━━ Dataset records ━━

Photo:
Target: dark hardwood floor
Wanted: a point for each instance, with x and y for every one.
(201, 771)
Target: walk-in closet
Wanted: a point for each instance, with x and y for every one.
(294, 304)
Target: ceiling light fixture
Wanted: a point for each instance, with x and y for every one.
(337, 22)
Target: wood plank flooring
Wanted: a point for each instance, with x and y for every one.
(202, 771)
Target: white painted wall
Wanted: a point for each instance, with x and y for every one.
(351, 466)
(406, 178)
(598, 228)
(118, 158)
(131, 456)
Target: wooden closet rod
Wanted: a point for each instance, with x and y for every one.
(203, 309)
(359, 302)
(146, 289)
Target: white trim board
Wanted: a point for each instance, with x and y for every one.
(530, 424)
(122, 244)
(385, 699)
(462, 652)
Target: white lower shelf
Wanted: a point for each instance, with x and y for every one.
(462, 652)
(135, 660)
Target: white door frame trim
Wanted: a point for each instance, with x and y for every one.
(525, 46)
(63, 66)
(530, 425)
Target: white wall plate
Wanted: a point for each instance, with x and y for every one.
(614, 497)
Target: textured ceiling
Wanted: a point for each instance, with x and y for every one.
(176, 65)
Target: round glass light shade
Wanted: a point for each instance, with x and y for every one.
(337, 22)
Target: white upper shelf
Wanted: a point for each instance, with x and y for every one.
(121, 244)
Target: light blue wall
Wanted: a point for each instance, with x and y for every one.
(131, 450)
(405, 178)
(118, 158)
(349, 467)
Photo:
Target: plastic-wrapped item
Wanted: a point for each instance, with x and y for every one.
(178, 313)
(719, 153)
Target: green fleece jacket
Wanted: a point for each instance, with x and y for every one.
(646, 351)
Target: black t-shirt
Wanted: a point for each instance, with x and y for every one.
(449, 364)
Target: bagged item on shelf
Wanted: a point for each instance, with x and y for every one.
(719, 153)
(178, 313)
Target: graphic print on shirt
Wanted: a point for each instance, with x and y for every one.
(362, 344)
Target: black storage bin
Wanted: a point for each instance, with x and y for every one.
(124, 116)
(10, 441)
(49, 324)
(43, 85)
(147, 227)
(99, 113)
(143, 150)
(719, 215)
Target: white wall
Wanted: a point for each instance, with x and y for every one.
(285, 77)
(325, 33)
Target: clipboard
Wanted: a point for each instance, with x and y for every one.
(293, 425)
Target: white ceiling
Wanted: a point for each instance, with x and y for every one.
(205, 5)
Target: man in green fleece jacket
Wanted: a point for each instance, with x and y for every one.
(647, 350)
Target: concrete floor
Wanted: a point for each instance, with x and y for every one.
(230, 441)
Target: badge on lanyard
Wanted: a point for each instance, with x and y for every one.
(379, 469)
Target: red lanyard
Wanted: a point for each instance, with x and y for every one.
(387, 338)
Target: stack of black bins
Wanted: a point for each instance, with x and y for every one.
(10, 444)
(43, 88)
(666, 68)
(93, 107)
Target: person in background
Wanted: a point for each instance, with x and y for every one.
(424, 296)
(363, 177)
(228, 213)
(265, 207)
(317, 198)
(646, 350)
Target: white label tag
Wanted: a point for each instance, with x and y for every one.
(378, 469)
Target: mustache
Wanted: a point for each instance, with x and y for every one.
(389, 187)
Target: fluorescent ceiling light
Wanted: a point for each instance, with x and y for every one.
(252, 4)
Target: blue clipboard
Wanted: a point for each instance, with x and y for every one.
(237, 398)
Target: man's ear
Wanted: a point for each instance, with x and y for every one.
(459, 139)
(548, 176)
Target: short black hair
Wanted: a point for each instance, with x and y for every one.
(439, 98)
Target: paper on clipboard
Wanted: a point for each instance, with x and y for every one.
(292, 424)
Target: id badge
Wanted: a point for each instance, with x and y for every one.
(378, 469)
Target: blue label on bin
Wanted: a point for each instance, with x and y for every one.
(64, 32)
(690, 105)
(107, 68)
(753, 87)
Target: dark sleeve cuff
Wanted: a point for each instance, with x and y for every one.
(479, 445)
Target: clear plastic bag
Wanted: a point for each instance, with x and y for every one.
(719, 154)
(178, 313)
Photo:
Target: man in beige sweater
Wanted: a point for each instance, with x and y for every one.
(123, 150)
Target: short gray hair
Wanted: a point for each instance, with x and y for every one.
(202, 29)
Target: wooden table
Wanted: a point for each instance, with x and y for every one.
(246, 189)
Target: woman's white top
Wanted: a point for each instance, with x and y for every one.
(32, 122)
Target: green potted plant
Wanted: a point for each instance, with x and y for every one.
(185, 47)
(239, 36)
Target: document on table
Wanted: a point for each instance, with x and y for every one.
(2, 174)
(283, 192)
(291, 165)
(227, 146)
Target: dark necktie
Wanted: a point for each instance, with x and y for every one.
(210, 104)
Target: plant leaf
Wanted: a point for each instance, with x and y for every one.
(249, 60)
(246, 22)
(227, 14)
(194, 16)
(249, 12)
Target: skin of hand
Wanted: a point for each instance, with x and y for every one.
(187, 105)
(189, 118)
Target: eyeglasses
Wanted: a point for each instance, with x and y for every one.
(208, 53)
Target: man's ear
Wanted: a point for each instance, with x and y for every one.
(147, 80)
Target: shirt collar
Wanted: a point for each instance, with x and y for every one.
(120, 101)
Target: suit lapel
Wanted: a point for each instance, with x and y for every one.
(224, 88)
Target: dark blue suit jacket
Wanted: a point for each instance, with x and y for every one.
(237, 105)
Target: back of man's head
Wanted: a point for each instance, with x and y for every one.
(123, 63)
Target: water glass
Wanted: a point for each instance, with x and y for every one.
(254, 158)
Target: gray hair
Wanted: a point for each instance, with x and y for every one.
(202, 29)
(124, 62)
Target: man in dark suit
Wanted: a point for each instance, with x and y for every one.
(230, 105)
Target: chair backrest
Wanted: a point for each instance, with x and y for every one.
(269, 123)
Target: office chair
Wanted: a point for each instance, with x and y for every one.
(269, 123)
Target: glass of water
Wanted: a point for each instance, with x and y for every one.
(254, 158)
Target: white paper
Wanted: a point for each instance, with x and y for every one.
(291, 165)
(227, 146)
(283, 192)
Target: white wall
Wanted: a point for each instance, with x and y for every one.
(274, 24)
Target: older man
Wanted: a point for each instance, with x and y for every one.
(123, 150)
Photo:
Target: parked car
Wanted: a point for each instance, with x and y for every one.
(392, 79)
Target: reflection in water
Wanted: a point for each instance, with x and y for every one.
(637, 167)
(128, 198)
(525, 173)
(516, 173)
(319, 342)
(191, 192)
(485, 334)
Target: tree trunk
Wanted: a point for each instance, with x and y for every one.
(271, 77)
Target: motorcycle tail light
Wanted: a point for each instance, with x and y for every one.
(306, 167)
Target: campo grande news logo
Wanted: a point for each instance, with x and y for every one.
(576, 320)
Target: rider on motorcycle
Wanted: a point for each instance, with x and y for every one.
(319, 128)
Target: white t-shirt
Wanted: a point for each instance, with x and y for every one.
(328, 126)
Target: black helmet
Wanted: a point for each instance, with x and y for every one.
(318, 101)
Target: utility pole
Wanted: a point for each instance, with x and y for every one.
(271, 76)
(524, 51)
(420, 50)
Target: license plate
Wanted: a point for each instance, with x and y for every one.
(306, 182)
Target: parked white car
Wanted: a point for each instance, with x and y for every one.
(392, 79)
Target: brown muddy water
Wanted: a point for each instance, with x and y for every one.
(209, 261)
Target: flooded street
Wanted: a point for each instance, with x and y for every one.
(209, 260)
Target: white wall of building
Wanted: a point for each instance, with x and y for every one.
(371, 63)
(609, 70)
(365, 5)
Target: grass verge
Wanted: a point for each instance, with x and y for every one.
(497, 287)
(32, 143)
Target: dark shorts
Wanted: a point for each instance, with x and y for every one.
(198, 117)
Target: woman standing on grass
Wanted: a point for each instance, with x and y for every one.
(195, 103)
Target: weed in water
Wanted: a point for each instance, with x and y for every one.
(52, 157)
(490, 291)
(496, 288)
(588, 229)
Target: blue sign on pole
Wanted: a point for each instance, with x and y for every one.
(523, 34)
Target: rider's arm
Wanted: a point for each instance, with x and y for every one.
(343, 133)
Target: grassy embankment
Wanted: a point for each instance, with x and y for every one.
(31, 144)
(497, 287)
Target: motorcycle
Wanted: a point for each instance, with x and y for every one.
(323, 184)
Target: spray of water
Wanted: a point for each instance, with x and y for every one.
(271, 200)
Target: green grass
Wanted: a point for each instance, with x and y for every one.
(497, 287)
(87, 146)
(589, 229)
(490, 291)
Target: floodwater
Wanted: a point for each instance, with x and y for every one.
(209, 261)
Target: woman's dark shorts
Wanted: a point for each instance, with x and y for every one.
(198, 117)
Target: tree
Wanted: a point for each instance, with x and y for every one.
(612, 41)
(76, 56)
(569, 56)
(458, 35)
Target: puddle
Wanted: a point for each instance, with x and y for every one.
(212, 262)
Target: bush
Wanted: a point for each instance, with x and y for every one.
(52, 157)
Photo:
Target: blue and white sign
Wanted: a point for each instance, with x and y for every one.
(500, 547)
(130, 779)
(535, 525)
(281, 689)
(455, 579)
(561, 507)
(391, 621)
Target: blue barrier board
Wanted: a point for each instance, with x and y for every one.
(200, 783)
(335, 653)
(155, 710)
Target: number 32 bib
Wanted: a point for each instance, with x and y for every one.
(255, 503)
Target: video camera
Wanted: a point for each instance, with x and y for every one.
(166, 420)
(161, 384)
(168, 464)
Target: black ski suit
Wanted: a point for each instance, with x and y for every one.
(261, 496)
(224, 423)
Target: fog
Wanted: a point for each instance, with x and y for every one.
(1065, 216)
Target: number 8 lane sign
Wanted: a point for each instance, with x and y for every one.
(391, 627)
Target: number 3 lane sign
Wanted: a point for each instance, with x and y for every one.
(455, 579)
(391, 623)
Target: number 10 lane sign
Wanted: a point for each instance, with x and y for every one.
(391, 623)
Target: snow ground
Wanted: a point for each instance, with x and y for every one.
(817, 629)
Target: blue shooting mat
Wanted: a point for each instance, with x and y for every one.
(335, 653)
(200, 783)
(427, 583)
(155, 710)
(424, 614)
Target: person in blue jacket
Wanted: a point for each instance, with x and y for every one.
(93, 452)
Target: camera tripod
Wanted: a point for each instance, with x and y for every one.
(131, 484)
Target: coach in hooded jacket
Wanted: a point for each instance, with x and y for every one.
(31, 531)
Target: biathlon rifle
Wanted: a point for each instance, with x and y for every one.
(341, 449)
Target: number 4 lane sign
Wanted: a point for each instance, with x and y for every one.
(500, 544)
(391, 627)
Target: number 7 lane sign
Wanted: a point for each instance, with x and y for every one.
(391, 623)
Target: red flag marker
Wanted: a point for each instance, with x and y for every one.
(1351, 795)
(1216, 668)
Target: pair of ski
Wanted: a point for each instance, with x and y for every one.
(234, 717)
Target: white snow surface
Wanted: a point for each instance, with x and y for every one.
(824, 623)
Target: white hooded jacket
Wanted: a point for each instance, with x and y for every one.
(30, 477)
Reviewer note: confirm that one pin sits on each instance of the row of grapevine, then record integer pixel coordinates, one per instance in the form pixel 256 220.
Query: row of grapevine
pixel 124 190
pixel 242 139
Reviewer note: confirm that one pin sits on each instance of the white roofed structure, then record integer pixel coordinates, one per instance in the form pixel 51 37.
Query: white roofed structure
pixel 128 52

━━━

• Prompt
Where a line in the entries holds "person", copy that line.

• Result
Target: person in background
Target: person in blue jacket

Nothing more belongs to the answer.